### Testo fornito
· · · ·

Ai nastri di partenza della stagione 2014/2015, Berni si accorda con i nerazzurri che, dal canto loro, hanno bisogno di puntellare la rosa con un elemento cresciuto nelle giovanili, paletto molto comodo ai fini della presentazione delle liste UEFA per la disputa delle coppe europee.
Berni accetta con entusiasmo, calandosi alla perfezione nel ruolo - per nulla da sottovalutare - di ‘collante’ all’interno dello spogliatoio: se dal punto di vista tecnico una mano non può essere data, il classe 1983 si rivela il compagno di squadra che tutti vorrebbero avere, pronto sempre alla battuta e allo scherzo per rasserenare gli animi anche nei momenti più duri.
A Milano Berni vive tutte le fasi della rinascita del club meneghino, fatta eccezione per quella più importante del ritorno alla vittoria, con lo Scudetto conquistato nel 2021: la lunga avventura nerazzurra si è infatti conclusa l’anno precedente, al termine della stagione condizionata dall’emergenza pandemica.

· · · ·

### Dati archiviati

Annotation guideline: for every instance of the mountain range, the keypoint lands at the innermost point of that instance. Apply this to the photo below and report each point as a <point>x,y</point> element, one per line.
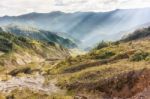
<point>34,33</point>
<point>86,26</point>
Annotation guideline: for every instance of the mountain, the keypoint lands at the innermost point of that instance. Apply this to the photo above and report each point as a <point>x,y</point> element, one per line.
<point>18,50</point>
<point>87,27</point>
<point>138,34</point>
<point>111,70</point>
<point>31,32</point>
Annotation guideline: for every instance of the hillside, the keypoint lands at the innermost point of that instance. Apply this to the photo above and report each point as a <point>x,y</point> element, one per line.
<point>138,34</point>
<point>37,34</point>
<point>86,26</point>
<point>18,50</point>
<point>113,69</point>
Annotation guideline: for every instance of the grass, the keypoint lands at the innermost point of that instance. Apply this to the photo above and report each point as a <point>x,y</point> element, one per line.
<point>80,73</point>
<point>28,94</point>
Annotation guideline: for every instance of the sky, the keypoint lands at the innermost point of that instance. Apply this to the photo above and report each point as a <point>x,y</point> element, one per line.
<point>18,7</point>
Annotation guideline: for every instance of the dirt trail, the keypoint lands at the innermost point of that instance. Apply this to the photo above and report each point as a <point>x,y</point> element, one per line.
<point>33,83</point>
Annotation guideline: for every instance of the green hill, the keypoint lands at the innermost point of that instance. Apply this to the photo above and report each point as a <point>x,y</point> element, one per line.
<point>113,69</point>
<point>18,50</point>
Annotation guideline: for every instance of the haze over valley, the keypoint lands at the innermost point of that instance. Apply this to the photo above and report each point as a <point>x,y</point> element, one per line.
<point>83,49</point>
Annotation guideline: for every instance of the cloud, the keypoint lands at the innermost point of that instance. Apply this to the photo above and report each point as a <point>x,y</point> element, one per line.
<point>17,7</point>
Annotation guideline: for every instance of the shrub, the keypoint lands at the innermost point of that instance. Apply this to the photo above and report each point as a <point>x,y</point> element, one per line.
<point>102,45</point>
<point>105,55</point>
<point>138,56</point>
<point>26,70</point>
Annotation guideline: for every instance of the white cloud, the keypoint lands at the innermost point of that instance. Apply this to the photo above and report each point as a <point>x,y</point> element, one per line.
<point>17,7</point>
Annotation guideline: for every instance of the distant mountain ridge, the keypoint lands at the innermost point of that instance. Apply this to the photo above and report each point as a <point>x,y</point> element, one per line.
<point>34,33</point>
<point>87,27</point>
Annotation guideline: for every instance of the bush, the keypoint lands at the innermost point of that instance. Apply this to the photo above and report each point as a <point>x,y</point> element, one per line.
<point>26,70</point>
<point>102,45</point>
<point>138,56</point>
<point>105,55</point>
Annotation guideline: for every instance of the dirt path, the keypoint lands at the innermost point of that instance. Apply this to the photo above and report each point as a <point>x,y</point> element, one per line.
<point>33,83</point>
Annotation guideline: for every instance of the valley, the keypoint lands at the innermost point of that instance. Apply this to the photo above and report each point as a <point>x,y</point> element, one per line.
<point>31,69</point>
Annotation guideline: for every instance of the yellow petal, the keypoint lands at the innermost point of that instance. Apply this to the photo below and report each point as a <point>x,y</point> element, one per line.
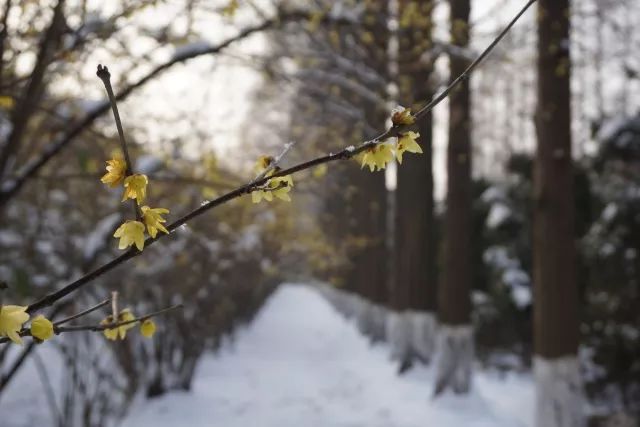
<point>41,328</point>
<point>148,328</point>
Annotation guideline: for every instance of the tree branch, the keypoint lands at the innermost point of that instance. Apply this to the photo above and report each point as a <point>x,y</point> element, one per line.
<point>345,153</point>
<point>10,188</point>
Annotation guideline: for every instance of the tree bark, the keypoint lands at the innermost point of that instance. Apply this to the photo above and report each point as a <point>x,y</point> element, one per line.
<point>554,252</point>
<point>454,307</point>
<point>414,290</point>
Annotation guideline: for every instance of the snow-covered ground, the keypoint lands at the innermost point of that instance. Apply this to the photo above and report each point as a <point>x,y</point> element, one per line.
<point>302,364</point>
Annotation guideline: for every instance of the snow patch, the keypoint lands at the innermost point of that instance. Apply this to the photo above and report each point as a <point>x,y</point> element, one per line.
<point>302,364</point>
<point>559,399</point>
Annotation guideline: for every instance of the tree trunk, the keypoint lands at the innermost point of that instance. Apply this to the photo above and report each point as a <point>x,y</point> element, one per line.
<point>456,337</point>
<point>414,299</point>
<point>554,253</point>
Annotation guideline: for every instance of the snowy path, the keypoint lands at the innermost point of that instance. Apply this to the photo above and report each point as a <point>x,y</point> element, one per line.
<point>302,364</point>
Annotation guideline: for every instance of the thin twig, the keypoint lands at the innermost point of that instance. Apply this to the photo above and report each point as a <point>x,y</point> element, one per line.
<point>346,153</point>
<point>275,163</point>
<point>82,313</point>
<point>104,75</point>
<point>465,75</point>
<point>51,150</point>
<point>98,328</point>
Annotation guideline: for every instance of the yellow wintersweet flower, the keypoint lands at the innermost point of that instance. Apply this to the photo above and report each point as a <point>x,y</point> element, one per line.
<point>116,171</point>
<point>135,187</point>
<point>153,220</point>
<point>7,102</point>
<point>407,142</point>
<point>41,328</point>
<point>377,156</point>
<point>119,332</point>
<point>258,195</point>
<point>148,328</point>
<point>11,319</point>
<point>130,233</point>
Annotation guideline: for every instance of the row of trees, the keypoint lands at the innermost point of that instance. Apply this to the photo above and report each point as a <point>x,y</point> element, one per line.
<point>350,65</point>
<point>428,264</point>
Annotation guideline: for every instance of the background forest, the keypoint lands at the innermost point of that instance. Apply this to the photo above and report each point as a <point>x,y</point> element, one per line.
<point>508,247</point>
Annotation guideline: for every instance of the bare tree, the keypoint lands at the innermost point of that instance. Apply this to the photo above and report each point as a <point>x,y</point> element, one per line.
<point>554,253</point>
<point>454,309</point>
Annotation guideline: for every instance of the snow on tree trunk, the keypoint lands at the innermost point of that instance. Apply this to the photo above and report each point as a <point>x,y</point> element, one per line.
<point>371,321</point>
<point>455,356</point>
<point>423,334</point>
<point>399,335</point>
<point>559,398</point>
<point>556,298</point>
<point>455,341</point>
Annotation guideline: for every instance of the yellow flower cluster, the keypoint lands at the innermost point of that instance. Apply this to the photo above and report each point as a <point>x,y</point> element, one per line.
<point>147,327</point>
<point>135,187</point>
<point>379,155</point>
<point>12,317</point>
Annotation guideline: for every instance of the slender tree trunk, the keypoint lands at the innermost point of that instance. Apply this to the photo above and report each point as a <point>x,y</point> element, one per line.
<point>371,268</point>
<point>412,326</point>
<point>455,342</point>
<point>554,262</point>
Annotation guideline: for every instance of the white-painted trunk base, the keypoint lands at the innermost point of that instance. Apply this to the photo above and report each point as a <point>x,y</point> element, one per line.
<point>559,396</point>
<point>423,334</point>
<point>399,335</point>
<point>455,358</point>
<point>371,322</point>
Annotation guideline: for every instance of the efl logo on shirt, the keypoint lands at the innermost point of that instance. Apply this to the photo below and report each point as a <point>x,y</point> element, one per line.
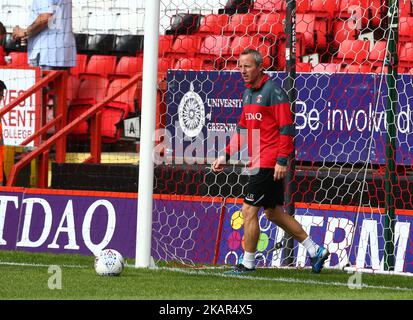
<point>253,116</point>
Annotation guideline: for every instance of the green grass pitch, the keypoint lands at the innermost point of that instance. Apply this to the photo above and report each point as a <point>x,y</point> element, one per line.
<point>25,276</point>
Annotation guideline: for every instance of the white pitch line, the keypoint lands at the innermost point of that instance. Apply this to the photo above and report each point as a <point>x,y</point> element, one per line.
<point>22,264</point>
<point>216,274</point>
<point>286,280</point>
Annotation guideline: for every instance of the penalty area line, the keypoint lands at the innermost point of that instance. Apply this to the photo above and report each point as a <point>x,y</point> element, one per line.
<point>285,280</point>
<point>36,265</point>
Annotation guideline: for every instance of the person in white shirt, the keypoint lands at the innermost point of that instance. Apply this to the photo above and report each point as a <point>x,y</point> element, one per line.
<point>50,39</point>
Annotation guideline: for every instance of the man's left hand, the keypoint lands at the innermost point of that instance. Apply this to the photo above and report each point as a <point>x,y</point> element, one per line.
<point>280,172</point>
<point>19,33</point>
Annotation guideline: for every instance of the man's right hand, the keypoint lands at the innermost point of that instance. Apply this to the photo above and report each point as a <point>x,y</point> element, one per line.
<point>218,164</point>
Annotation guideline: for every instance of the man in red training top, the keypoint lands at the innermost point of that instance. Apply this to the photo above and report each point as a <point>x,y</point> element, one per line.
<point>266,108</point>
<point>2,36</point>
<point>2,174</point>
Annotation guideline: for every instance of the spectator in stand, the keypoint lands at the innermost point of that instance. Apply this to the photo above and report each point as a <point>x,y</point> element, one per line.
<point>2,36</point>
<point>2,174</point>
<point>50,38</point>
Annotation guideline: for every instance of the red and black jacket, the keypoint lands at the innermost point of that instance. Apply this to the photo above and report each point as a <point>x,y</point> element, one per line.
<point>267,119</point>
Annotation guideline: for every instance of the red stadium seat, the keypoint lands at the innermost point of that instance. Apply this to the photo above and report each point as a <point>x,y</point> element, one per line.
<point>405,8</point>
<point>99,66</point>
<point>353,51</point>
<point>241,24</point>
<point>357,68</point>
<point>354,9</point>
<point>90,92</point>
<point>324,7</point>
<point>405,29</point>
<point>327,68</point>
<point>117,110</point>
<point>305,26</point>
<point>281,49</point>
<point>261,6</point>
<point>213,24</point>
<point>344,30</point>
<point>165,63</point>
<point>165,44</point>
<point>18,60</point>
<point>378,53</point>
<point>127,67</point>
<point>80,65</point>
<point>303,6</point>
<point>194,63</point>
<point>241,43</point>
<point>303,67</point>
<point>406,55</point>
<point>73,84</point>
<point>270,23</point>
<point>126,101</point>
<point>186,45</point>
<point>215,45</point>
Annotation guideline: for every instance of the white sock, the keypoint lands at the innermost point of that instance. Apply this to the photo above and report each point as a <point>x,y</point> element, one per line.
<point>249,260</point>
<point>310,246</point>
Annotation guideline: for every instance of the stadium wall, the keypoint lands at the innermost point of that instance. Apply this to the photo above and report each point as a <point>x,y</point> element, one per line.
<point>83,222</point>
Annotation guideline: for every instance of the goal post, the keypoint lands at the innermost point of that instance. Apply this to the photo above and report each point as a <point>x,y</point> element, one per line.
<point>391,136</point>
<point>146,162</point>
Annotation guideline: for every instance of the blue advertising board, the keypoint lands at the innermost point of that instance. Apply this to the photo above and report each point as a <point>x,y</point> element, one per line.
<point>339,117</point>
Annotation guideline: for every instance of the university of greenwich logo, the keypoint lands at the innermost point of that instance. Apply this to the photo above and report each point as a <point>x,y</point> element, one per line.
<point>191,113</point>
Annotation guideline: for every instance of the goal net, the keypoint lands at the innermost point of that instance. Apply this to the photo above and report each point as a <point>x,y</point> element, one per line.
<point>347,68</point>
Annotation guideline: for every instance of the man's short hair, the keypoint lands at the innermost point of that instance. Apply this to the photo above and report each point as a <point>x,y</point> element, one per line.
<point>3,30</point>
<point>255,54</point>
<point>2,86</point>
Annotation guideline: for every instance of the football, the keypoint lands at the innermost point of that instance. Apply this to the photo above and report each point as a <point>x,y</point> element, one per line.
<point>109,263</point>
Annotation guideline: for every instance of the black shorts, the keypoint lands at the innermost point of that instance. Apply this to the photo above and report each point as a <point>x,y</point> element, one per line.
<point>263,191</point>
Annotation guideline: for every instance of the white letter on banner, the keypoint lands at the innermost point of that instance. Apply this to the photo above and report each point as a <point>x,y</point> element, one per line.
<point>339,247</point>
<point>401,237</point>
<point>110,228</point>
<point>3,208</point>
<point>306,222</point>
<point>25,241</point>
<point>368,232</point>
<point>276,254</point>
<point>69,229</point>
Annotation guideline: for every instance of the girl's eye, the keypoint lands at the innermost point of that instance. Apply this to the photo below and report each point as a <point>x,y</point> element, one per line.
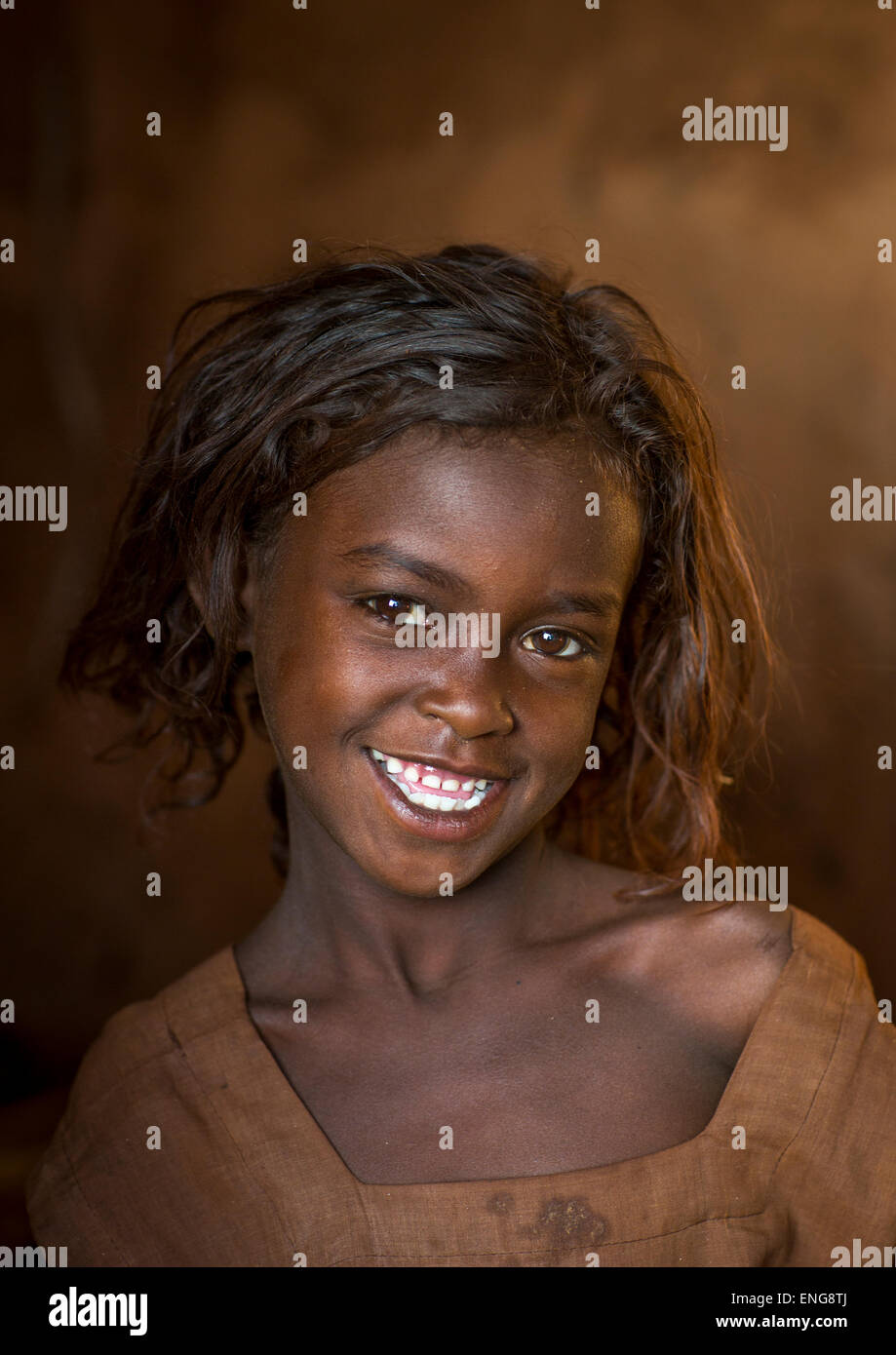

· · · ·

### Consegna dell'esercizio
[1] Ricopia dal testo su Berni il passo che va da «Ai nastri di» fino a «delle coppe europee.» compreso.
[2] In base al testo su Berni, stabilisci se le affermazioni seguenti sono corrette, rispondendo sì o no e citando le parole del testo che lo dimostrano.
(a) Berni si accorda con i nerazzurri all'inizio della stagione 2014/2015.
(b) Berni accetta la proposta dei nerazzurri con riluttanza.
(c) Berni fa ancora parte della squadra quando il club conquista lo Scudetto nel 2021.
[3] Rispondi alle domande seguenti sul testo su Berni.
(a) In quale stagione Berni si accorda con i nerazzurri?
(b) Di quale classe è Berni?
(c) In quale anno il club conquista lo Scudetto?

### Soluzioni
[1]
Ai nastri di partenza della stagione 2014/2015, Berni si accorda con i nerazzurri che, dal canto loro, hanno bisogno di puntellare la rosa con un elemento cresciuto nelle giovanili, paletto molto comodo ai fini della presentazione delle liste UEFA per la disputa delle coppe europee.

[2]
(a) Sì: «Ai nastri di partenza della stagione 2014/2015, Berni si accorda con i nerazzurri».
(b) No: «Berni accetta con entusiasmo».
(c) No: «la lunga avventura nerazzurra si è infatti conclusa l’anno precedente».

[3]
(a) Nella stagione 2014/2015.
(b) Della classe 1983.
(c) Nel 2021.